» Task directions
Repeat all of the material exactly as given.

[BEGIN Data shown]

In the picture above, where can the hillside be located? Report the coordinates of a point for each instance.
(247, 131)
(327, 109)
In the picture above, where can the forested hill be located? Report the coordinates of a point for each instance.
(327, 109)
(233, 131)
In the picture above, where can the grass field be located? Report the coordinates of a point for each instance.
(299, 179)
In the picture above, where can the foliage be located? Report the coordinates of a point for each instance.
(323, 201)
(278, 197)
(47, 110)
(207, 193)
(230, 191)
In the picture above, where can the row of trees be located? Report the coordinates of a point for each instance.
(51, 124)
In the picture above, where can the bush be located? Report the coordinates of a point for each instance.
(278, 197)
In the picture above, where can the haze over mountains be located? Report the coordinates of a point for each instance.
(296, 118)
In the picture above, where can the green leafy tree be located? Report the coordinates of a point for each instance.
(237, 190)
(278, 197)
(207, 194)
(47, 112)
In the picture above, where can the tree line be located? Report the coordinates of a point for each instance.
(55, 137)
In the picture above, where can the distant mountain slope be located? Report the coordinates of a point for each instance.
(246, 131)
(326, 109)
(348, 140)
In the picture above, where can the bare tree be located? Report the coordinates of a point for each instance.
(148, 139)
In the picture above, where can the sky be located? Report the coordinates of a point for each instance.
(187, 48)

[END Data shown]

» Task response
In the picture above, where can the hillside be located? Report the coordinates of a point for each instance.
(247, 131)
(327, 109)
In the picture above, where can the forested hill be located? Report the coordinates of a point for each instance.
(327, 109)
(233, 131)
In the picture above, where can the grass field be located? Report the coordinates of a point for each instance.
(299, 179)
In the picture above, where can the foliage be located? Report the coordinates of a point for each instance.
(323, 201)
(278, 197)
(47, 110)
(207, 193)
(230, 191)
In the picture above, where can the row of trees be located? Report the coordinates of a point for each instance.
(51, 124)
In the picture above, where can the bush be located? Report the coordinates of a point for each instance.
(278, 197)
In the picture above, where can the haze over mountains be located? Report the coordinates of a point for each instance.
(296, 118)
In the picture above, where can the green leafy tree be located? Report the coordinates of a point for each instance.
(237, 190)
(278, 197)
(207, 194)
(47, 112)
In the picture above, where can the tree line be located? Report the coordinates of a point for each instance.
(55, 137)
In the picture above, where can the distant mountain slope be located? Report the coordinates of a point for each instance.
(246, 131)
(326, 109)
(348, 140)
In the picture above, where can the bare tree be located? Report the coordinates of a point for each instance.
(148, 139)
In the picture above, where can the sky be located? Report the coordinates of a point for each instance.
(187, 48)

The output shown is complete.